The expected response is the full set of records, unchanged.

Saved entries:
####################

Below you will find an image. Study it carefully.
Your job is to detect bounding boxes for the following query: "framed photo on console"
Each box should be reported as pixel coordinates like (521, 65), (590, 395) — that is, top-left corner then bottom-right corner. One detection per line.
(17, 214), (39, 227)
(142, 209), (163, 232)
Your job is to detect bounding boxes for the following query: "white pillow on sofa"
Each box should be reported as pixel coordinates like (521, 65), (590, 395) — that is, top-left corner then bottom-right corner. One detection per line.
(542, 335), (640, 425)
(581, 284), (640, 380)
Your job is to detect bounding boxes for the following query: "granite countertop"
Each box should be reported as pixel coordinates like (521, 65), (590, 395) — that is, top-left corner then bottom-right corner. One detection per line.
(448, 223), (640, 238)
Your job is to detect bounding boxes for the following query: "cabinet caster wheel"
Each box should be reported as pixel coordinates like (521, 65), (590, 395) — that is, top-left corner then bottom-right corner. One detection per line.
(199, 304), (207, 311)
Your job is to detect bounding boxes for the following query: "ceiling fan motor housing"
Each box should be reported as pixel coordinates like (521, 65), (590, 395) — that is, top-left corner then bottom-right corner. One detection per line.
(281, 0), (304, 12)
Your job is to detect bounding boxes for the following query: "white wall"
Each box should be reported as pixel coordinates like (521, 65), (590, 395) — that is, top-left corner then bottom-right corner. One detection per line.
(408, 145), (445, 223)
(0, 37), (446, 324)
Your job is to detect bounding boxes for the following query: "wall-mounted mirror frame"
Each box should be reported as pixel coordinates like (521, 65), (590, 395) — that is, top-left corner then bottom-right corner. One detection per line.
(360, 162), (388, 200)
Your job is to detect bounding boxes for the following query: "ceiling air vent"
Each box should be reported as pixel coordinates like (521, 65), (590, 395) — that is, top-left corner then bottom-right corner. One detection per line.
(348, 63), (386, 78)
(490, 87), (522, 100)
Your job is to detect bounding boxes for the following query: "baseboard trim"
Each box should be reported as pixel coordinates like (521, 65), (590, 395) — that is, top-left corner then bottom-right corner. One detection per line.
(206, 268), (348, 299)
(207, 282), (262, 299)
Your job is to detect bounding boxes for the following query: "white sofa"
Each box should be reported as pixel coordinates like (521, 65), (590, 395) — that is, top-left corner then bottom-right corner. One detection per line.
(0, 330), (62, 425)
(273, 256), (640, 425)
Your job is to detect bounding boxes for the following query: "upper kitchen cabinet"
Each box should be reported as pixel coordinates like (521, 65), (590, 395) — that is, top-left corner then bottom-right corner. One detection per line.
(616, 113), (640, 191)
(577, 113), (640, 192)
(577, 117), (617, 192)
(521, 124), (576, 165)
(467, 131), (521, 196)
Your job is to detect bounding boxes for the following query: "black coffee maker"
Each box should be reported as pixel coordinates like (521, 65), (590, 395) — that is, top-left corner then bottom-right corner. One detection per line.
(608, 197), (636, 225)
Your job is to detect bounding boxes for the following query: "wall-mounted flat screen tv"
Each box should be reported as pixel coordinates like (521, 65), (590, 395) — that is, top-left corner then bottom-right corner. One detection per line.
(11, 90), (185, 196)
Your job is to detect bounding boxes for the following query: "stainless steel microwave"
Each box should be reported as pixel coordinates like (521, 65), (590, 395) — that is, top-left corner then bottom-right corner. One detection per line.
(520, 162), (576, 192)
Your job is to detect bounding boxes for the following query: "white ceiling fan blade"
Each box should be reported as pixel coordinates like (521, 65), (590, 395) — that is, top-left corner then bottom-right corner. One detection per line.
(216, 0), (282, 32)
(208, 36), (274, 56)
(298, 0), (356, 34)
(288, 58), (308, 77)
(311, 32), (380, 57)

####################

YOUR SOLUTION:
Below you will find an image. Study it carefully.
Your job is to detect bounding boxes for the following query: "framed photo on console"
Each box should be reported as pixel coordinates like (521, 65), (590, 395) — that is, top-left corner then bottom-right corner. One detection per line.
(17, 214), (39, 227)
(142, 209), (163, 232)
Your job is to detect bounding boxes for the following query: "white pillow on sofa"
Each box should be reported as pixel coordinates like (521, 65), (590, 395) — that is, top-left corner then bottom-right corner. One detection per line.
(542, 335), (640, 425)
(581, 284), (640, 380)
Your job is to detect bounding boxes for the following query: "granite countertop"
Each box should be reported as pixel coordinates like (521, 65), (590, 395) — that is, top-left corner then bottom-right corner. One detection per line.
(448, 223), (640, 238)
Your job is to detect bounding boxes for the following query: "cabinet caster wheel"
Each box should be reported as pixel coordinates like (521, 65), (590, 395) — that is, top-left corner then bottom-right corner. One detection per line.
(199, 304), (207, 311)
Your job is to detect bounding boxes for the following query: "ceiling fan motor housing"
Each box should be reported as pixel coordinates like (521, 65), (590, 395) — that is, top-left corner then bottom-right corner. One detection per line.
(281, 0), (304, 12)
Your job is to detect bounding boxes for the following query: "white wall"
Each box should be reported as pixel coordinates like (521, 65), (590, 395) — that is, top-left corner then bottom-right corner. One detection per line.
(408, 145), (445, 223)
(0, 37), (446, 324)
Your job is to detect bounding boxes for the following query: "wall-mounted mirror frame"
Each box should be reported as pixel coordinates like (521, 65), (590, 395) — that is, top-left corner then bottom-right corner. One detection per line.
(360, 162), (388, 200)
Your job is to detect bounding boxes for the following query: "ceiling air vent"
Each box should be reported as pixel coordinates like (521, 65), (590, 395) — that is, top-left corner then bottom-right corner. One detection per line.
(348, 63), (386, 78)
(490, 87), (522, 100)
Your job is to detect bounding boxes for the following query: "baseboard trim"
Each box should be reported as pixel coordinates like (521, 65), (590, 395) — that is, top-left corner then bottom-right corner. One detection per line.
(206, 268), (348, 299)
(207, 282), (262, 299)
Your job is to detect bounding boxes for the following query: "white sofa"
Each box should be reported as pixel coordinates like (521, 65), (590, 395) — that is, top-left corner then bottom-right corner. One detection per line.
(0, 330), (62, 425)
(273, 256), (640, 425)
Your job is to detect bounding boxes for the following query: "upper kitchen cabinet"
Each box should be reported as pixel coordinates like (521, 65), (590, 395) — that is, top-left corner then bottom-right corner. One detection per line.
(616, 113), (640, 191)
(577, 113), (640, 192)
(577, 117), (617, 192)
(521, 124), (576, 165)
(467, 131), (521, 196)
Your job is to detect bounding boxes for the following query: "black coffee maker"
Each box should be reported as pixel coordinates like (521, 65), (590, 395) — that is, top-left corner then bottom-right corner. One detection per line.
(608, 197), (636, 225)
Your job is to detect bounding boxes for the following query: "wall-mounted flat screen tv"
Each box should be reported as pixel coordinates like (521, 65), (590, 395) — that is, top-left corner then bottom-right corner. One detection per line.
(11, 90), (185, 196)
Your job is to detect bounding boxes for the following query: "stainless steel microwave"
Each box should be reported as pixel coordinates like (521, 65), (590, 395) — that is, top-left corner then bottom-right corner. One detection per line.
(520, 162), (576, 192)
Your job is to detect bounding boxes for the following query: "white ceiling fan blade"
Each box should be reported as pixel coordinates like (521, 65), (590, 395) — that is, top-left corner then bottom-right corner. One detection per line.
(216, 0), (282, 32)
(208, 36), (274, 56)
(298, 0), (356, 34)
(288, 58), (308, 77)
(311, 32), (380, 57)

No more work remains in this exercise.